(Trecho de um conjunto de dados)
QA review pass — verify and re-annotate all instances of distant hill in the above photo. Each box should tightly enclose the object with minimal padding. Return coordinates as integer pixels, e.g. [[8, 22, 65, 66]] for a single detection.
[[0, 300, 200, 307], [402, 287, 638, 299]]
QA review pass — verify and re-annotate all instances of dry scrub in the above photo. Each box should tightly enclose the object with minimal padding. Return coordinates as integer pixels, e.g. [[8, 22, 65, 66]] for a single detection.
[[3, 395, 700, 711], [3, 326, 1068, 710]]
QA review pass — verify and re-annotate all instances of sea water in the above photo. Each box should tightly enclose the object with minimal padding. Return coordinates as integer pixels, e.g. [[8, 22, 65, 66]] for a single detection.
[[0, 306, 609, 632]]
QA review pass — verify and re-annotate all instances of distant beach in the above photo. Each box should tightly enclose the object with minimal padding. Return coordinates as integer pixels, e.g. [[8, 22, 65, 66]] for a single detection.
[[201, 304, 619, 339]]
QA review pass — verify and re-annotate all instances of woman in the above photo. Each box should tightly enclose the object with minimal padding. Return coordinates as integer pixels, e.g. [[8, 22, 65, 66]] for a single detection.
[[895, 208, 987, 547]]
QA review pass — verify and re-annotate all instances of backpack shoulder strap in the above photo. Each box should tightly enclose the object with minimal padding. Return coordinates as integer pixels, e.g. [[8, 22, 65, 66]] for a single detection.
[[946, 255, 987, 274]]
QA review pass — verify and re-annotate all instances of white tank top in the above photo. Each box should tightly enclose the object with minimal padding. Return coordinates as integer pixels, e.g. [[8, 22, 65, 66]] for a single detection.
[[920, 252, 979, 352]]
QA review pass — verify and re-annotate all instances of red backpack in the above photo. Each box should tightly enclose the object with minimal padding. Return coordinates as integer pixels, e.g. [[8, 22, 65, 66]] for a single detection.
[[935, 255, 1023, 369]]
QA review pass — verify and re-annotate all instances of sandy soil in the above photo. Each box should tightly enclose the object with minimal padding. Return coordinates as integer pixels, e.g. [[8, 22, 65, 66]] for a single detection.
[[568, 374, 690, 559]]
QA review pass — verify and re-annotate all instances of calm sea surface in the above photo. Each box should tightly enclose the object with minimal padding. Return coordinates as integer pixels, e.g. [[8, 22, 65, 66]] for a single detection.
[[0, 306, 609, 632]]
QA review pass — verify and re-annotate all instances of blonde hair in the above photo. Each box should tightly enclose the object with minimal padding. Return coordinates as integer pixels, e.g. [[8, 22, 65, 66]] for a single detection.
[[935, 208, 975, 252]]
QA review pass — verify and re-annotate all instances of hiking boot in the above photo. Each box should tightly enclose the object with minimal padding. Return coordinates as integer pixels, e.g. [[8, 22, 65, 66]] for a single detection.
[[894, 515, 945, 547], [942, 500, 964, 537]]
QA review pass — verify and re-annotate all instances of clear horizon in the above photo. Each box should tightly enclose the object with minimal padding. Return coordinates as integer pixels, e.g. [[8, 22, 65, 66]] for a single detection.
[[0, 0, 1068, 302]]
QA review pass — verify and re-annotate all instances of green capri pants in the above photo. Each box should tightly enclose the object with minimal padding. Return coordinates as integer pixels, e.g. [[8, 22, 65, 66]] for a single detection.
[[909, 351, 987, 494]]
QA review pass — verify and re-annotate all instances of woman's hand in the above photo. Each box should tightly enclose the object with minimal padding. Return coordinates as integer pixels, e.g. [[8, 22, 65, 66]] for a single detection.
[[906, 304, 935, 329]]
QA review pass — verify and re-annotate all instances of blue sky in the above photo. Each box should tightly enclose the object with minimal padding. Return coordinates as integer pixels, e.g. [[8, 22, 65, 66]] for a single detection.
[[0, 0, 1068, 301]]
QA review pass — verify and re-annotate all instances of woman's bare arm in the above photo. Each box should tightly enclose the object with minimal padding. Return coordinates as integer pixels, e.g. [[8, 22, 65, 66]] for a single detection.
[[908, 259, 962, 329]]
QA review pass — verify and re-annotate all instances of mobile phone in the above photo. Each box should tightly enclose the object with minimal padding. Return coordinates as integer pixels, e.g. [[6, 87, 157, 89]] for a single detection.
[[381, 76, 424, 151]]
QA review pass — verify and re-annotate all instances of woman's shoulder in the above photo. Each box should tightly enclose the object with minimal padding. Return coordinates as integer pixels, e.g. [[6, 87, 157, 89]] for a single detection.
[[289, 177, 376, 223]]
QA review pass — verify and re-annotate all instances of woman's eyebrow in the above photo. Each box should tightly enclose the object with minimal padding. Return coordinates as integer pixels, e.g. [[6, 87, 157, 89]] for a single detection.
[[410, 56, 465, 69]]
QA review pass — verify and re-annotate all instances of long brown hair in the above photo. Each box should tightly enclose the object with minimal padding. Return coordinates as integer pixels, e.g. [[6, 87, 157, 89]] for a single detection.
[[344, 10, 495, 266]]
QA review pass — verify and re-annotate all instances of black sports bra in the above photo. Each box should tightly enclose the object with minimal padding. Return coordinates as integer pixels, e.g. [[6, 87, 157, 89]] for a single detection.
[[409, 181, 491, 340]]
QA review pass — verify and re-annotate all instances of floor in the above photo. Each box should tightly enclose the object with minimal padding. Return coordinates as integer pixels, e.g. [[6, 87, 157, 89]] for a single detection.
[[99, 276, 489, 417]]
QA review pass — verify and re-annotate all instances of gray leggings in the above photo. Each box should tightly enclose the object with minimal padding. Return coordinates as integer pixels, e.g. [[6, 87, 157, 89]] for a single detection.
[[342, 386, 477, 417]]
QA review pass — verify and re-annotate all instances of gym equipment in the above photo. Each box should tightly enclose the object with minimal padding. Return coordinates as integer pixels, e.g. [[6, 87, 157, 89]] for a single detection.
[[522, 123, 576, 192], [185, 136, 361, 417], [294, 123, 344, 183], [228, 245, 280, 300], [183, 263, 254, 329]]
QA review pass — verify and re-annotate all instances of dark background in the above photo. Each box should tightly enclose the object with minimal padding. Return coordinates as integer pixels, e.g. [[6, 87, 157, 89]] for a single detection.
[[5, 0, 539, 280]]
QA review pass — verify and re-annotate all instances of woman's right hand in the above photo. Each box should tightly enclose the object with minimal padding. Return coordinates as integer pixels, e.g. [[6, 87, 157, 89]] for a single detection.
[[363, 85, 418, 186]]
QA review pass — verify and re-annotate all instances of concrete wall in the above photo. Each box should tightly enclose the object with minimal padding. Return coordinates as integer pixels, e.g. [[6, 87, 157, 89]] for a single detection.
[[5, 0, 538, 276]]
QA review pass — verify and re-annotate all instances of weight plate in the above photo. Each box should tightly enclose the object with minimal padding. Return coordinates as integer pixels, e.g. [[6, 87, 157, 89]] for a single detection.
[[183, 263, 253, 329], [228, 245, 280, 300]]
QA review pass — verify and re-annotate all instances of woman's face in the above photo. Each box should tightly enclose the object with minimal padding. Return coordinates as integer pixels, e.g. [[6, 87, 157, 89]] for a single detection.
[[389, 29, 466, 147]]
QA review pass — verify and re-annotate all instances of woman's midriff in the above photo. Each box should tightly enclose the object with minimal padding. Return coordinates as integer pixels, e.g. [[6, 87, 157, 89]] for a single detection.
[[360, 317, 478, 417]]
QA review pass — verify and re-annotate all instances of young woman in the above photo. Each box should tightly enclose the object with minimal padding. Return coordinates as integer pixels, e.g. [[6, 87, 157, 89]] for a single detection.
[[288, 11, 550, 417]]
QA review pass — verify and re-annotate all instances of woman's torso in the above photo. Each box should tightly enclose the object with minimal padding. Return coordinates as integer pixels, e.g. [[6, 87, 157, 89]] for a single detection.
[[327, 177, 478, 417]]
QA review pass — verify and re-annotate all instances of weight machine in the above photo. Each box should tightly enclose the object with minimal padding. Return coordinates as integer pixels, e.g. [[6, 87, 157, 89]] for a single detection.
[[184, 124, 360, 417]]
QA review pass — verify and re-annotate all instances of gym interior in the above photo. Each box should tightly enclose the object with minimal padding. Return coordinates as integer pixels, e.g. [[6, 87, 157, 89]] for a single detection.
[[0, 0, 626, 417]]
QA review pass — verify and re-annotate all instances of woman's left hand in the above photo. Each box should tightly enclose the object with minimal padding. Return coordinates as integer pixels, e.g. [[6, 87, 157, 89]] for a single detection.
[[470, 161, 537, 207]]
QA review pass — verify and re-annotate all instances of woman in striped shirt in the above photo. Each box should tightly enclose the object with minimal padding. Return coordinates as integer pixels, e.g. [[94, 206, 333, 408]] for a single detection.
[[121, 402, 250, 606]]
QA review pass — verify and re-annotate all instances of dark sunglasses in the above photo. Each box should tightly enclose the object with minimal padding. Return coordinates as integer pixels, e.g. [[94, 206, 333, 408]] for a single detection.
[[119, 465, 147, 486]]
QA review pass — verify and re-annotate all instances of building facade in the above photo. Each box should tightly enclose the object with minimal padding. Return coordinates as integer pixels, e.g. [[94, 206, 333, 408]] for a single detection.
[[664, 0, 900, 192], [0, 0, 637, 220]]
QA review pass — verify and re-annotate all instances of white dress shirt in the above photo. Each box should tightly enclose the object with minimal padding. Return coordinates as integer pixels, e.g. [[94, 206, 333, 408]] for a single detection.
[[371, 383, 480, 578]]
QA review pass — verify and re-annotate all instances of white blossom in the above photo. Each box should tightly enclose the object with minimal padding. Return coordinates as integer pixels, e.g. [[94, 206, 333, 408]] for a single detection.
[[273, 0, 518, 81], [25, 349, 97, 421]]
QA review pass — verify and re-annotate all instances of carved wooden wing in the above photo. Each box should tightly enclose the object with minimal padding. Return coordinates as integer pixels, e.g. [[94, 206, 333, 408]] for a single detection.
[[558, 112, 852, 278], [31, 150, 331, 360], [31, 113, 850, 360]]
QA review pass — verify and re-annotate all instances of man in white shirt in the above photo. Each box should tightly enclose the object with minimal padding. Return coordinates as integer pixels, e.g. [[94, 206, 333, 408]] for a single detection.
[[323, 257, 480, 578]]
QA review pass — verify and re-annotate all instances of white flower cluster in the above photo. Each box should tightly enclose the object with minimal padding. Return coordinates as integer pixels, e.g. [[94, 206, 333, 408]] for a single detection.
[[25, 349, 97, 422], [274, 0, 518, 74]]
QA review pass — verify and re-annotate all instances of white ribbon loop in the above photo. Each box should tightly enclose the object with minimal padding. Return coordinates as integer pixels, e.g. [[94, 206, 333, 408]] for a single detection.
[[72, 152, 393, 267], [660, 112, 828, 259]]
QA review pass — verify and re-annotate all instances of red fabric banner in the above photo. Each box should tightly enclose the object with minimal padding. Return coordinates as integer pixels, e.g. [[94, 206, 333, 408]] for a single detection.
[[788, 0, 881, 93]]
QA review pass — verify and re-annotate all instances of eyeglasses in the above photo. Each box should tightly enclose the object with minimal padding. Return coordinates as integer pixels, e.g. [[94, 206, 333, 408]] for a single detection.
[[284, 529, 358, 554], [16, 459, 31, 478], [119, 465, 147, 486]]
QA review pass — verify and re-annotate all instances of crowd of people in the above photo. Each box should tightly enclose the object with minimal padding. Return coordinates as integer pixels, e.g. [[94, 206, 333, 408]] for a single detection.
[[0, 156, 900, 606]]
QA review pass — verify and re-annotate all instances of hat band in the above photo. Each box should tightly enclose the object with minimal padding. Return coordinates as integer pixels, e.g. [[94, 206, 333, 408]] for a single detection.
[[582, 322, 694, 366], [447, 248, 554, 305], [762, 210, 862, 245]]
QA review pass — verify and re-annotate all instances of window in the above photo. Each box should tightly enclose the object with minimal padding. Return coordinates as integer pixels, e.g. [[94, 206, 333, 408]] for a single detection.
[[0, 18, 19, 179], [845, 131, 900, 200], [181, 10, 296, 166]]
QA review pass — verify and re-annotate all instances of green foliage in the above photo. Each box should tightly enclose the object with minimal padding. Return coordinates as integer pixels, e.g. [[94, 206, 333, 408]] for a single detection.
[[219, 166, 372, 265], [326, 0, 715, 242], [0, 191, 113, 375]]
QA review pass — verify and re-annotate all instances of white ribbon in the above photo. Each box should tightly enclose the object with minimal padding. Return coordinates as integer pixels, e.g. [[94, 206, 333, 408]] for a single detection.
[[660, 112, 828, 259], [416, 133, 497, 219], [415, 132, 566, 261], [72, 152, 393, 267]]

◆ Tarefa a realizar
Copie sem nenhuma alteração as linhas desde o início até a linha que contém "[[0, 300, 200, 307], [402, 287, 638, 299]]", incluindo ambas as extremidades.

◆ Resposta abaixo
QA review pass — verify and re-annotate all instances of distant hill in the above photo. Each box should tightly enclose the object with minimal padding. Return coordinates as integer pixels, e.g. [[8, 22, 65, 66]] for a single detection.
[[0, 300, 200, 307], [402, 287, 638, 299]]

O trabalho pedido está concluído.